*** Excerpted passage Section Begins ***

The area is lush and green and dotted with American beech and red maple trees. Joseph regularly sees hawks, foxes, and deer as well as woodpeckers near her house. State parks and a wetlands sanctuary are nearby.
Then came the news in 2022 that land next to Joseph’s home was slated to become a mega-warehouse — just 50 feet from her front door.
Before she purchased the house, Joseph was told the property next door was owned by the state, relieving her fears about another piece of land so close to hers. Later, however, she discovered that it was privately owned. The proposed mega-warehouse — dubbed the Treetop Warehouse Project — will be more than 1.7 million square feet spread out over five buildings.
“Our first thought was, oh, my god, we’re going to have to move,” said Joseph. “And we just lost all the money that we put into this house, because who’s gonna want to live next to a warehouse?”

*** Excerpted passage Section Ends ***

Your instructions:
Name every animal that the warehouse passage says Joseph regularly sees near her house.

*** Dataset content Section Begins ***

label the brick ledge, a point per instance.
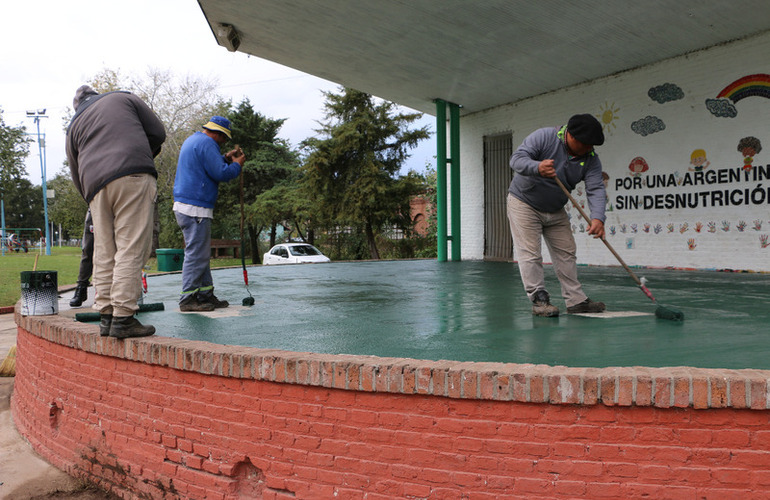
(671, 387)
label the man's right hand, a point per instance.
(545, 169)
(236, 155)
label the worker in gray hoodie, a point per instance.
(111, 143)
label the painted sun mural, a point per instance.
(608, 116)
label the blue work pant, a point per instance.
(197, 282)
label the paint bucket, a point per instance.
(39, 293)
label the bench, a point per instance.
(220, 248)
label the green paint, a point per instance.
(477, 311)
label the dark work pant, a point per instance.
(87, 255)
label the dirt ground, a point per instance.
(24, 475)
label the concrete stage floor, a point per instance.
(477, 311)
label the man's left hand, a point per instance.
(596, 229)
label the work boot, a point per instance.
(193, 305)
(212, 299)
(541, 305)
(124, 327)
(81, 295)
(587, 305)
(105, 322)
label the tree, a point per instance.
(352, 175)
(14, 148)
(67, 208)
(270, 162)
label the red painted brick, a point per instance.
(310, 441)
(738, 392)
(662, 392)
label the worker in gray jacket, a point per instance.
(536, 208)
(111, 143)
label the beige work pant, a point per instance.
(122, 212)
(529, 227)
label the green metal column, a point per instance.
(454, 153)
(441, 178)
(441, 194)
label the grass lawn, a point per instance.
(65, 261)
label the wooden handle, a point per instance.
(607, 243)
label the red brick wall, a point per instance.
(166, 418)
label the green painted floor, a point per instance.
(477, 311)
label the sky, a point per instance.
(51, 47)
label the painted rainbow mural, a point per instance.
(750, 85)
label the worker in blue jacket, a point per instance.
(200, 169)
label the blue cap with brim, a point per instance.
(219, 124)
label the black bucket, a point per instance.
(39, 293)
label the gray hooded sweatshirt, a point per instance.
(111, 135)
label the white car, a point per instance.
(294, 253)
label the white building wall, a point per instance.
(725, 221)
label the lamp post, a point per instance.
(36, 116)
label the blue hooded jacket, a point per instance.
(200, 169)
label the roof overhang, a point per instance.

*** Dataset content Section Ends ***

Completed exercise:
Hawks, foxes, deer, and woodpeckers.